%%

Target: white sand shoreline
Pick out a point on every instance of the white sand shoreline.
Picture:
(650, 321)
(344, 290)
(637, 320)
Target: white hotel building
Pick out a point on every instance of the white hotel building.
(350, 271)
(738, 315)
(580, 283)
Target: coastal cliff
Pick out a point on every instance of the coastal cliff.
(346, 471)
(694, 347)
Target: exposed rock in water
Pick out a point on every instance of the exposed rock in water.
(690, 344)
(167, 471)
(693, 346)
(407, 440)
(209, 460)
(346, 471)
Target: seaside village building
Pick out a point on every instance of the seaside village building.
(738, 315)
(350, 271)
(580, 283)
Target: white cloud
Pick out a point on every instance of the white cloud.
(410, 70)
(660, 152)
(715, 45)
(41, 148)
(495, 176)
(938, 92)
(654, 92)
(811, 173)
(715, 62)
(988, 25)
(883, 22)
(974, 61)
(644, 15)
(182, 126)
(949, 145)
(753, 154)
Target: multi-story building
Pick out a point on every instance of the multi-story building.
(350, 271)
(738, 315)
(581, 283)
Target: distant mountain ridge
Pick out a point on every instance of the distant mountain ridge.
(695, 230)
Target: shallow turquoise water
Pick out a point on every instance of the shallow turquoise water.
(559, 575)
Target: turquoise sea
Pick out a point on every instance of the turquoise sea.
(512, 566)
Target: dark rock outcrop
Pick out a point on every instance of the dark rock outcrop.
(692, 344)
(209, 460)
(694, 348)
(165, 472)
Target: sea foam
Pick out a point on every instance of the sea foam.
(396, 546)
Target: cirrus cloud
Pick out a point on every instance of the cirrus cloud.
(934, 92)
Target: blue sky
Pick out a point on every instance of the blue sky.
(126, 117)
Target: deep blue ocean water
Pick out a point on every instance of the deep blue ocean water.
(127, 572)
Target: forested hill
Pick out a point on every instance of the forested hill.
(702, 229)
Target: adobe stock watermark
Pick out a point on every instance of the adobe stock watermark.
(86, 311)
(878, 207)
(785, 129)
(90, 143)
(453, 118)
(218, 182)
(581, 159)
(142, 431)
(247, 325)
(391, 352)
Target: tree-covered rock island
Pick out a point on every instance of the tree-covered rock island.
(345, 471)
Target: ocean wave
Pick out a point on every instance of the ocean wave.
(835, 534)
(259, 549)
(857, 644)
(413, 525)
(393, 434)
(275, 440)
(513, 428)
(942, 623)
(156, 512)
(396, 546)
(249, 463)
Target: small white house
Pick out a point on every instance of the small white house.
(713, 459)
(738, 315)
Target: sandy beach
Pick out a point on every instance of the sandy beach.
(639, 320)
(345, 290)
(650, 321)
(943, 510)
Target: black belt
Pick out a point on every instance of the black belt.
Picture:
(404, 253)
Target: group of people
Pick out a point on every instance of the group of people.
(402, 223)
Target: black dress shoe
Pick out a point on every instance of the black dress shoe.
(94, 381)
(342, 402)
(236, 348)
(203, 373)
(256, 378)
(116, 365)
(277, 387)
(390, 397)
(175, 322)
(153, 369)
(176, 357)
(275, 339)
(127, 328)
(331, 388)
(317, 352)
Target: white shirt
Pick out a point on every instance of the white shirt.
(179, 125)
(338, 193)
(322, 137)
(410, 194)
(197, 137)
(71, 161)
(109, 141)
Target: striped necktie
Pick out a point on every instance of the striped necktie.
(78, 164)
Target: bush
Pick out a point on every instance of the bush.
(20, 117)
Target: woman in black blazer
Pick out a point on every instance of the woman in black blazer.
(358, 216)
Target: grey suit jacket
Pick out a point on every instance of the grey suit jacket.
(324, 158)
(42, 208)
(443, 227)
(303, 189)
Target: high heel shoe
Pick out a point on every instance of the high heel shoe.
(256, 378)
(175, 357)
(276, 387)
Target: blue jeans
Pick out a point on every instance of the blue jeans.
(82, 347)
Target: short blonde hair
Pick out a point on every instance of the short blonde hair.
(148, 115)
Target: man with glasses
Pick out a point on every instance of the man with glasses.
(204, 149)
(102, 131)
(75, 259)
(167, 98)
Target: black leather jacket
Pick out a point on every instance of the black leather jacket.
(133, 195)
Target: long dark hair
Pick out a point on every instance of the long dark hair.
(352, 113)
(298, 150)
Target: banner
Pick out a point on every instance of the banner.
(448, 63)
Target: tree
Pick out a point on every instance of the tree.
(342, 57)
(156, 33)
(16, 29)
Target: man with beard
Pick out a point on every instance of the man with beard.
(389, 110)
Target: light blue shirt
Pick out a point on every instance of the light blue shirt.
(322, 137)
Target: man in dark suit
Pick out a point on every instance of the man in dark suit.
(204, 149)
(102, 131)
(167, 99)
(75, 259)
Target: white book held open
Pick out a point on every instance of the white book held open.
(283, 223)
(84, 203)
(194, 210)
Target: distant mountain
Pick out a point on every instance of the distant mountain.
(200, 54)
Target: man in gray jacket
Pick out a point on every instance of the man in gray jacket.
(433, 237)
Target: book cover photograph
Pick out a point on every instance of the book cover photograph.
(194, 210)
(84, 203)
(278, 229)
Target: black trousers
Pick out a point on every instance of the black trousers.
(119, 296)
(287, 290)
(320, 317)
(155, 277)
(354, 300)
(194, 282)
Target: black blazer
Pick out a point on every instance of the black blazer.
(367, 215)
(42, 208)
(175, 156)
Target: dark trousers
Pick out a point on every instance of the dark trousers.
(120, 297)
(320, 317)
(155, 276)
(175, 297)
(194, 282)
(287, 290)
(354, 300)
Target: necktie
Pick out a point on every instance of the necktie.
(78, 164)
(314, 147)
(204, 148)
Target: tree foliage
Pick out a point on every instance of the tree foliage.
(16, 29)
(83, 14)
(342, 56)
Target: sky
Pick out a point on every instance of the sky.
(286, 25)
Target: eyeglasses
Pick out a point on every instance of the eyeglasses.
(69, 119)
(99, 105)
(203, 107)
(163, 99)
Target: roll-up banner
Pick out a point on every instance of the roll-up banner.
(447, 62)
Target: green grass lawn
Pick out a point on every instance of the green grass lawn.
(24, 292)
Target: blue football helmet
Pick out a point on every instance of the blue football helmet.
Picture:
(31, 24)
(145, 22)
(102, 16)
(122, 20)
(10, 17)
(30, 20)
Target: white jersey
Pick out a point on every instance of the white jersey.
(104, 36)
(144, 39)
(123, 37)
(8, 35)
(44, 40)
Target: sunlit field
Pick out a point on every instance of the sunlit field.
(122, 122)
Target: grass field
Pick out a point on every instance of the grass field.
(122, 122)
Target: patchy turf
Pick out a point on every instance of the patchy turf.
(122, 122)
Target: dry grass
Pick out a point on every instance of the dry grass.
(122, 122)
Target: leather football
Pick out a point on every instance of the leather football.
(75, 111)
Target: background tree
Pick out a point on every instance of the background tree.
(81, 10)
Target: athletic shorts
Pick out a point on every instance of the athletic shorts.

%%

**Instruction**
Update the material starting at the line that contains "Target: background tree" and ending with the last line above, changing "athletic shorts" to "sports shorts" and leaving everything else unchanged. Give back only those lines.

**Reply to the exercise**
Target: background tree
Pick out a point on every instance of the background tree.
(81, 10)
Target: sports shorts
Pick out a point on every instance of the sports shorts.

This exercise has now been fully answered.